◆ **MATERIAL**
____________

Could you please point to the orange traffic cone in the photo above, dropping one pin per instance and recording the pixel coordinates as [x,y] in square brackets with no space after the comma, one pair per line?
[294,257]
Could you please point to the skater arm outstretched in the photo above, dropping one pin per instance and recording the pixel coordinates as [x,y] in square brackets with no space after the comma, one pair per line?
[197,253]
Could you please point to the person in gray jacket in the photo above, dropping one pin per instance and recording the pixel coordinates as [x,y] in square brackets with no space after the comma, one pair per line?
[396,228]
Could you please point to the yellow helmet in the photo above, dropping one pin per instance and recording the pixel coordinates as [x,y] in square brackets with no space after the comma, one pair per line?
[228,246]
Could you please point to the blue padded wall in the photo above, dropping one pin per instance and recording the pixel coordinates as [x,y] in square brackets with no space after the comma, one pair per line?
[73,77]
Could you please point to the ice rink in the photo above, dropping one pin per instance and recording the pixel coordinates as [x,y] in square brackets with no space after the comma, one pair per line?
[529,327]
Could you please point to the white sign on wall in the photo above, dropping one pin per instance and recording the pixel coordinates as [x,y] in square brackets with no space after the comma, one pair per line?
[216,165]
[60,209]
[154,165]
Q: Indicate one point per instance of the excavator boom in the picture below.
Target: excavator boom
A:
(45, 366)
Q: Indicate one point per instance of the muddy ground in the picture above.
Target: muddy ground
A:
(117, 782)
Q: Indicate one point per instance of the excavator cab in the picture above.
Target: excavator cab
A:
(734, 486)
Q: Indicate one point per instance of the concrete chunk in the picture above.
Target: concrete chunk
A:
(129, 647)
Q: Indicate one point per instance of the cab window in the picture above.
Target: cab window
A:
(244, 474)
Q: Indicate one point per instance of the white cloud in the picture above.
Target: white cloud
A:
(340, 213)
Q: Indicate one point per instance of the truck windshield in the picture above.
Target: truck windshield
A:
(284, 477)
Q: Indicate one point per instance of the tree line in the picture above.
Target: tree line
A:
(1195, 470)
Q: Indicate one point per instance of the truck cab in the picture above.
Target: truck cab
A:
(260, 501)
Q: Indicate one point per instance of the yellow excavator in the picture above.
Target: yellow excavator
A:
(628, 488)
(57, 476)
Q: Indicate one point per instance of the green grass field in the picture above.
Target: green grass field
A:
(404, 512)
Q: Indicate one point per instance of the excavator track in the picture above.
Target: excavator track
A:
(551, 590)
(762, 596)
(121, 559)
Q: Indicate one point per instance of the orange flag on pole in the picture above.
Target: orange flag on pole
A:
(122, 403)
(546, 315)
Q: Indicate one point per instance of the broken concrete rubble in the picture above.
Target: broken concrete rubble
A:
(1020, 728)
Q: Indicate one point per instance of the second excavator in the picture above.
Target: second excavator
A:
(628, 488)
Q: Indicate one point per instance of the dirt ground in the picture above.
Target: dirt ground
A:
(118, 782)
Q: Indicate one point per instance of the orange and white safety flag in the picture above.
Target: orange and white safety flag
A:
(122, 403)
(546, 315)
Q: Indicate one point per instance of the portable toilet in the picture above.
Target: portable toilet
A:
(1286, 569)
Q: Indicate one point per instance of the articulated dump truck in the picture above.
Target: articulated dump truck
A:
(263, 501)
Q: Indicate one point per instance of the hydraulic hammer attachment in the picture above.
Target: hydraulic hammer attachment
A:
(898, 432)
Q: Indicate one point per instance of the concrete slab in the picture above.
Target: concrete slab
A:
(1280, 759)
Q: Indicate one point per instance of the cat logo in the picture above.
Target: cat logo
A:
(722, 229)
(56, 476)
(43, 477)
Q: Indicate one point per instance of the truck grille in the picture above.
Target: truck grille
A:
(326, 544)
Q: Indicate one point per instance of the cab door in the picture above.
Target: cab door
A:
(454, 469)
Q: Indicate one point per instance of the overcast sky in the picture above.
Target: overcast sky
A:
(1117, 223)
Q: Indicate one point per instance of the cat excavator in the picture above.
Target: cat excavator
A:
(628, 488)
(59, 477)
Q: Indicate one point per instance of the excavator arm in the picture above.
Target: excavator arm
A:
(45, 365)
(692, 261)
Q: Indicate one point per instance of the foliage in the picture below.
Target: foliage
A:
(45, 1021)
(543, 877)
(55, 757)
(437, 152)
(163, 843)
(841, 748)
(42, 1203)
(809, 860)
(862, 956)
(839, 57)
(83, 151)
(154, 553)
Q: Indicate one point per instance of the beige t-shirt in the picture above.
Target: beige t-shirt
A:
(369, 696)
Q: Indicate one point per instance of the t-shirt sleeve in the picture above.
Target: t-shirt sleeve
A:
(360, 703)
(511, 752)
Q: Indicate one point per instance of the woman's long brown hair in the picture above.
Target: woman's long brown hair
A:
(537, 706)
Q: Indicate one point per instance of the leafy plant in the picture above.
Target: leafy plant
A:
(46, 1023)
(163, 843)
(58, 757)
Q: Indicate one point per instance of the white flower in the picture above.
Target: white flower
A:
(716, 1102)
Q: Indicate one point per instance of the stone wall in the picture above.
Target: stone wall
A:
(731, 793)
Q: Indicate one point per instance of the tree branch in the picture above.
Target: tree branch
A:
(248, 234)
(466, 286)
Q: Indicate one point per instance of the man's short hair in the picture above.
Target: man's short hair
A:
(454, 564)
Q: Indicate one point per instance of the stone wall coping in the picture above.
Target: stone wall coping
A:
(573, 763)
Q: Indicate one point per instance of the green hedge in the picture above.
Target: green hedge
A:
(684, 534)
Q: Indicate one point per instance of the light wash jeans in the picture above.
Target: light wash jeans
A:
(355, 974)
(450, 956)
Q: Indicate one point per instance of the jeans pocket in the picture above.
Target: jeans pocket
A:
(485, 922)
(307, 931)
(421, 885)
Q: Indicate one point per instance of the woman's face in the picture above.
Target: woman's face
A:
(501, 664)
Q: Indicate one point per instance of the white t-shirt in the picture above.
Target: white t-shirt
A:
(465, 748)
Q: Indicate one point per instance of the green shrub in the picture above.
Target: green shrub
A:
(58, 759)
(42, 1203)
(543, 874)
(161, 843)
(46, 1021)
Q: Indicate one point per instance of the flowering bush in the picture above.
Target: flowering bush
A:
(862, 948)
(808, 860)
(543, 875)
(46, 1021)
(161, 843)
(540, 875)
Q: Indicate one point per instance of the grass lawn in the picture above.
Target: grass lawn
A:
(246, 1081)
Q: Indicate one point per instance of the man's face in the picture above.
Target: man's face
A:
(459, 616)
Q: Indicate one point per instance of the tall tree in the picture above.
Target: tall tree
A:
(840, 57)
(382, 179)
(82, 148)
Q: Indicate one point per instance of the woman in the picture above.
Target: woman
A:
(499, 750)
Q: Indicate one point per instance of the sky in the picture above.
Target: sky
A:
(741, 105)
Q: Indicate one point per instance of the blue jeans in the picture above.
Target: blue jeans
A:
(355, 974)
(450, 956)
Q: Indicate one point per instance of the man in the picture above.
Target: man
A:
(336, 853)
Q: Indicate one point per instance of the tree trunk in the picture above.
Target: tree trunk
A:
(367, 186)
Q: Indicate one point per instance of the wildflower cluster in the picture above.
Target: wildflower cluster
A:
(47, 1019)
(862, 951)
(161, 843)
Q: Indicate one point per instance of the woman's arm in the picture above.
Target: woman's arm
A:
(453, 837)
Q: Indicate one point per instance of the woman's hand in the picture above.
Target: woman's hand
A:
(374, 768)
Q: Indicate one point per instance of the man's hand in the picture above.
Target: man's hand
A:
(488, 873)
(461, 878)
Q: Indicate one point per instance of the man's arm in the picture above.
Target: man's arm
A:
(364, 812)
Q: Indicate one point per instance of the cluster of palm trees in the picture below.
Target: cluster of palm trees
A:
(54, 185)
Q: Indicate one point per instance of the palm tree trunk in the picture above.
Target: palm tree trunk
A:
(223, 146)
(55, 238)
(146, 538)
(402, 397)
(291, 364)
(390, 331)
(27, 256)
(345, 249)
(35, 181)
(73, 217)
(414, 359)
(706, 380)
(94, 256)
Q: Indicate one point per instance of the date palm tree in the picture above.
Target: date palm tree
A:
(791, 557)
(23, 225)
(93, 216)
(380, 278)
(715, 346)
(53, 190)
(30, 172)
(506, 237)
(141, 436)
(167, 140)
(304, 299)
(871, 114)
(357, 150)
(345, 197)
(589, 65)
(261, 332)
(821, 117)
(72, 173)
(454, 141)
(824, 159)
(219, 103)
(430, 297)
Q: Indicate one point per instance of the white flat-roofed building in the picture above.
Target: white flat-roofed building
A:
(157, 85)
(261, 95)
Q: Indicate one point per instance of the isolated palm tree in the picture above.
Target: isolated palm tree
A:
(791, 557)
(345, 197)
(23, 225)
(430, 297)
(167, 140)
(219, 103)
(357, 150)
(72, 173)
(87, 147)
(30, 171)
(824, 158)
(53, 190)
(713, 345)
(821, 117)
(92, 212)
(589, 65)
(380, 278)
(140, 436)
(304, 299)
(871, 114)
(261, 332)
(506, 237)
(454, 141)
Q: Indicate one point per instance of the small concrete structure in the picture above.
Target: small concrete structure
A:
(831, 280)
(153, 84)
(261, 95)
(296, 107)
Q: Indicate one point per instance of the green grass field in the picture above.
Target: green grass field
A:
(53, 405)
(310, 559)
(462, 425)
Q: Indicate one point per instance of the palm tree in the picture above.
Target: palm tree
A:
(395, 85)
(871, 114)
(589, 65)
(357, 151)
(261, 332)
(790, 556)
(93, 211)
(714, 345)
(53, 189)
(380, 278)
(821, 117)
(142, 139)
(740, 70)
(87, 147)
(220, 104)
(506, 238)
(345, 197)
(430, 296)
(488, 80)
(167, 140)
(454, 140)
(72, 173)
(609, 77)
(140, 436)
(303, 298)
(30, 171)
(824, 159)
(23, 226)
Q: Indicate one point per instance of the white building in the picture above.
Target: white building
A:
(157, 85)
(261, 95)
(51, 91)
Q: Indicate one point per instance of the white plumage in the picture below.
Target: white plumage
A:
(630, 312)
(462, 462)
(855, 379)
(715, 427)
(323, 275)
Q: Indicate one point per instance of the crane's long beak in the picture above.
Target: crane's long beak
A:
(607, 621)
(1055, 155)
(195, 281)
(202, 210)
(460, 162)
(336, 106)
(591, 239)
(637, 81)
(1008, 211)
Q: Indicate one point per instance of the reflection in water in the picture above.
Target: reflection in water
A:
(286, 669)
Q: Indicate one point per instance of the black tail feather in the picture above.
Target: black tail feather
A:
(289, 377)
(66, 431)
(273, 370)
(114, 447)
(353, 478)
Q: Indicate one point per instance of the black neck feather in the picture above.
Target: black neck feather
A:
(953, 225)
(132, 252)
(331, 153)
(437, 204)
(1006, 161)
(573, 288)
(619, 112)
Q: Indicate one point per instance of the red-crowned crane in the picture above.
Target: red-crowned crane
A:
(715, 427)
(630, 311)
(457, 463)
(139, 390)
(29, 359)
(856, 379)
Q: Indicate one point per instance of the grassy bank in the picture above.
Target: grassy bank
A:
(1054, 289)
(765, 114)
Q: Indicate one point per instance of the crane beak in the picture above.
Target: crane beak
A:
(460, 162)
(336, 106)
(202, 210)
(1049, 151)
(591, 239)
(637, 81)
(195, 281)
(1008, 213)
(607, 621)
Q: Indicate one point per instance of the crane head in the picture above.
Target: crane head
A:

____________

◆ **WRITTEN REQUEST**
Reproduce, word for word, every line starting at the line that contains "Q: Indicate one point per instance of the red-crowned" and ending with the final line of the entries.

◆ **WRITTEN RESPONSE**
Q: Indicate one point per instance of the red-crowned crane in the picture above.
Target: red-crowned crane
A:
(715, 427)
(630, 311)
(457, 463)
(139, 390)
(29, 359)
(856, 379)
Q: Indicate one point per instance of the grassy bank in the picture above.
Target: grassy bank
A:
(1054, 289)
(765, 114)
Q: Indicate one point per instance of the crane beak in the picture above.
Target: crane beak
A:
(460, 162)
(336, 106)
(202, 210)
(1049, 151)
(591, 239)
(637, 81)
(195, 281)
(1008, 213)
(607, 621)
Q: Indicate one point per instance of the crane head in the picture above.
Target: crane head
A:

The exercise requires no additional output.